[Start of section]
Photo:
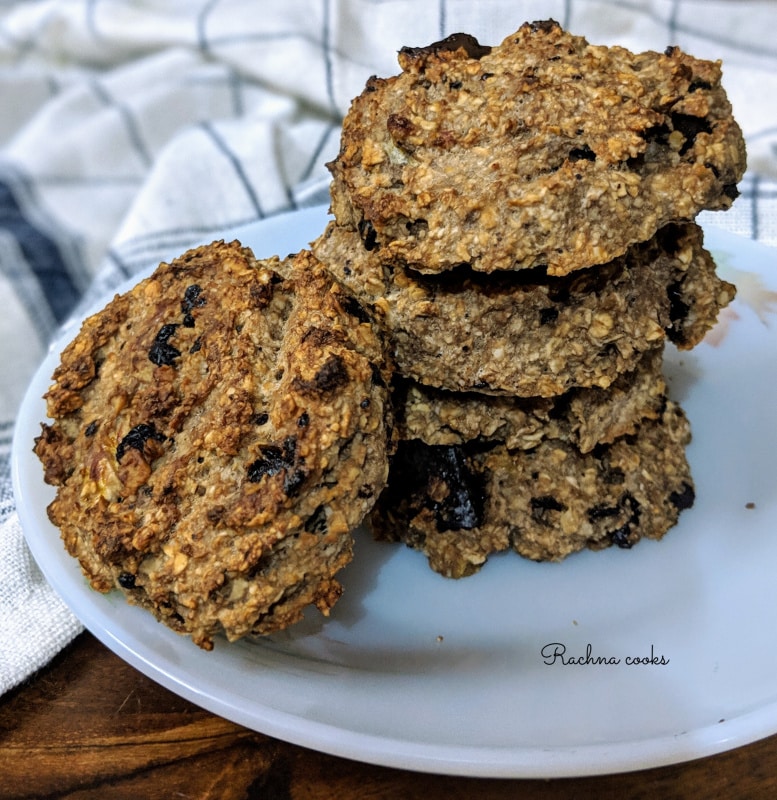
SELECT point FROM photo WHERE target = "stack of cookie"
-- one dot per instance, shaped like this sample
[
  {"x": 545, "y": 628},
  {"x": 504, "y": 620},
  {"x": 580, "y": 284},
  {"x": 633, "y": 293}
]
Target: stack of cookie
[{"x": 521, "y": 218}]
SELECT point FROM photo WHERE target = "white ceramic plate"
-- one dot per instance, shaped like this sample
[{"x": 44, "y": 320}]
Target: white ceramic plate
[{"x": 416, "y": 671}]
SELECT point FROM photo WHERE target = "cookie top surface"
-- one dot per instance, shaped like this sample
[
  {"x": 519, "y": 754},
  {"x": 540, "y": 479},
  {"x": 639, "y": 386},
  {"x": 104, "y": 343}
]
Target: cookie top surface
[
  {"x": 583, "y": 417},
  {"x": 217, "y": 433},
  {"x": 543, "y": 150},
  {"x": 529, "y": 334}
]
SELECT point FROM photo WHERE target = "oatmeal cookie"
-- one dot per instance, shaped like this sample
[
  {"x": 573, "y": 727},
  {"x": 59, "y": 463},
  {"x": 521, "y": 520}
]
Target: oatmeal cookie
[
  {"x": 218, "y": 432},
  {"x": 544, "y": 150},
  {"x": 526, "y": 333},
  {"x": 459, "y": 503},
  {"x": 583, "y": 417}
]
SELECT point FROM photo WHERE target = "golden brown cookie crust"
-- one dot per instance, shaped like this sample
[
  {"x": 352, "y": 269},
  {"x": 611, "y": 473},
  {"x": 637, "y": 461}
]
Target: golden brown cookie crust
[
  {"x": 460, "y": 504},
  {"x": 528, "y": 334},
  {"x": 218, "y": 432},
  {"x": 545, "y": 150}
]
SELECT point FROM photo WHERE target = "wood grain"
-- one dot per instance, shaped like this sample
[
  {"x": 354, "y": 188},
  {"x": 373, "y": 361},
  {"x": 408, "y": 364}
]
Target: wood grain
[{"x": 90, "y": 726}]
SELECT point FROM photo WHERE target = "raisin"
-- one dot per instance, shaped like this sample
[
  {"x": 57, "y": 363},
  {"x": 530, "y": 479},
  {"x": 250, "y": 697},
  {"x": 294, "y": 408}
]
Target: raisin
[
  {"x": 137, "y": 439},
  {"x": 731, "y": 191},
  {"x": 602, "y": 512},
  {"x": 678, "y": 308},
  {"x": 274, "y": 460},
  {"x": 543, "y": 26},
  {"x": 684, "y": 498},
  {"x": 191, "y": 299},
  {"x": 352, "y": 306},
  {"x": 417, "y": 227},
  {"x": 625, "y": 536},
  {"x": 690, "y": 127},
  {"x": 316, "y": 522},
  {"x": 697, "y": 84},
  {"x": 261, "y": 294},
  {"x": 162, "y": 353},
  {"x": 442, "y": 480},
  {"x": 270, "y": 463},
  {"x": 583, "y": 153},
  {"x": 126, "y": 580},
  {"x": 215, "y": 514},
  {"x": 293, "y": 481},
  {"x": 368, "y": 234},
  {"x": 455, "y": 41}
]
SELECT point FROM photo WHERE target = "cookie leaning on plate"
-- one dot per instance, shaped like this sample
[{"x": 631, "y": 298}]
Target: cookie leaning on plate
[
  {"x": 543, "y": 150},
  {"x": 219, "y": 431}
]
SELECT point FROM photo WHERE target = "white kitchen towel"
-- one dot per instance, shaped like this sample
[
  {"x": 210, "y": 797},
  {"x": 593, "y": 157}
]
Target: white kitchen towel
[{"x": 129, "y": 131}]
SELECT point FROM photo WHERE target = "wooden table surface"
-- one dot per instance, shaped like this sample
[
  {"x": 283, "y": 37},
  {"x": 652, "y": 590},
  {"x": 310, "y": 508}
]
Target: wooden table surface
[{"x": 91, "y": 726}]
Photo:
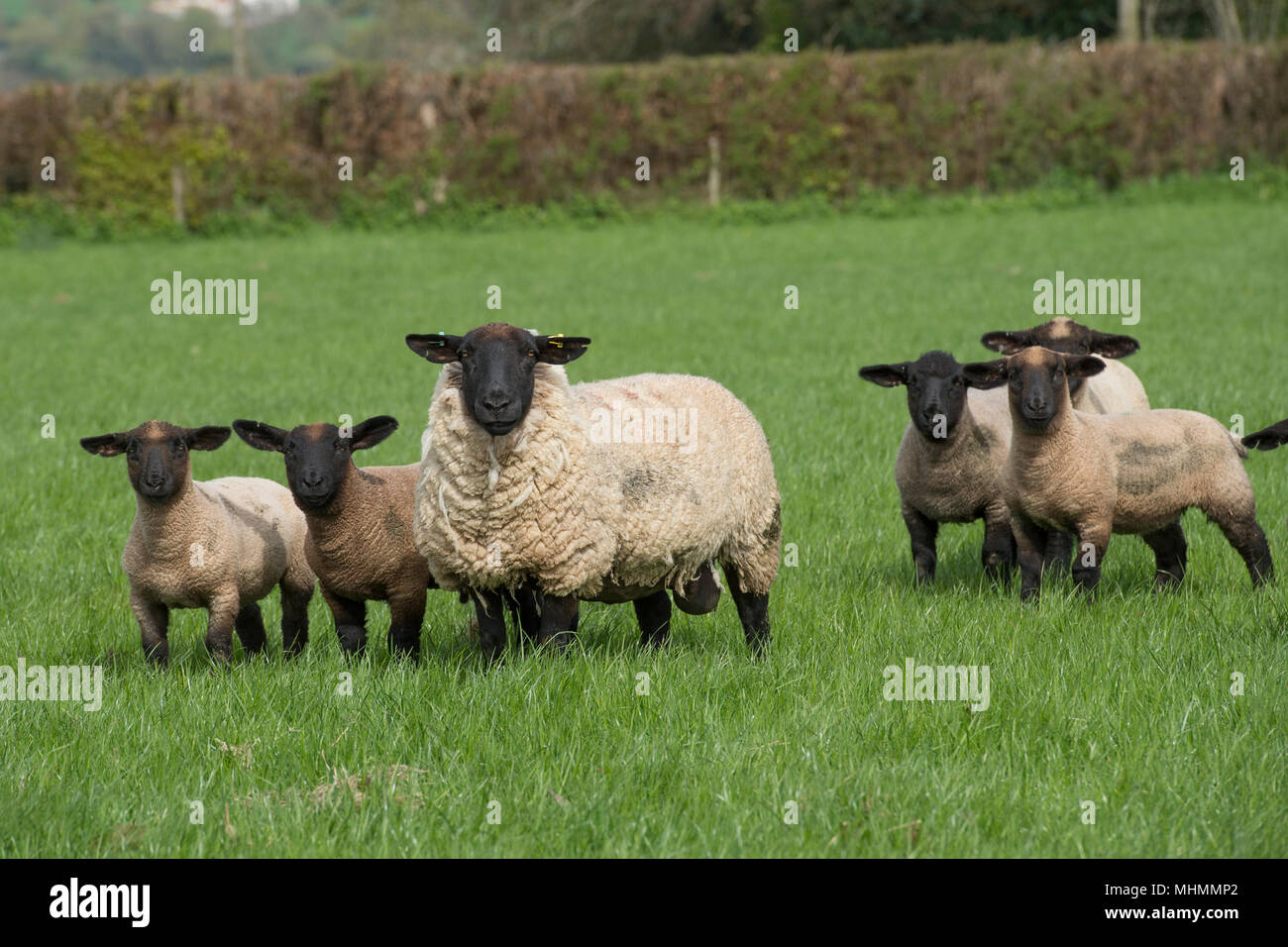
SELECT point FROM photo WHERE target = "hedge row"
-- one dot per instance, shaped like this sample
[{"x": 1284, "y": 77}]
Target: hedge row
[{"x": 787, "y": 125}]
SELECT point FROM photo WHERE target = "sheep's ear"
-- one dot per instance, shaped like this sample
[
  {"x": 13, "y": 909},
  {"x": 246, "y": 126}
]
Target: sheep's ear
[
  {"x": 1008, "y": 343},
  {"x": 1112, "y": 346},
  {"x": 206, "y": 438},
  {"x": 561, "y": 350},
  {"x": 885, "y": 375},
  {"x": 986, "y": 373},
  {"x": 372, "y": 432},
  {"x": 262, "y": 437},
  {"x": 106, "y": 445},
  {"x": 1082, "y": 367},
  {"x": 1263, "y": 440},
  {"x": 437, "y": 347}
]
[End of section]
§ What needs to be done
Output nothing but the number of lines in the data containing the string "WHERE".

§ Written answer
12